### EXERCISE DIRECTIONS
Copy every line of the listing below word for word, with nothing changed.

### DATA TO PROCESS
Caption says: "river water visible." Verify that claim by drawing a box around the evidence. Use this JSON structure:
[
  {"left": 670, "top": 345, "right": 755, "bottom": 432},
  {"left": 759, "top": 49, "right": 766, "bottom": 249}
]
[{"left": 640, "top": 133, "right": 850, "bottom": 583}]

### EXERCISE RESPONSE
Caption says: "river water visible." Verify that claim by drawing a box around the evidence. Use this JSON structure:
[
  {"left": 670, "top": 345, "right": 755, "bottom": 432},
  {"left": 759, "top": 49, "right": 766, "bottom": 249}
]
[{"left": 640, "top": 133, "right": 850, "bottom": 583}]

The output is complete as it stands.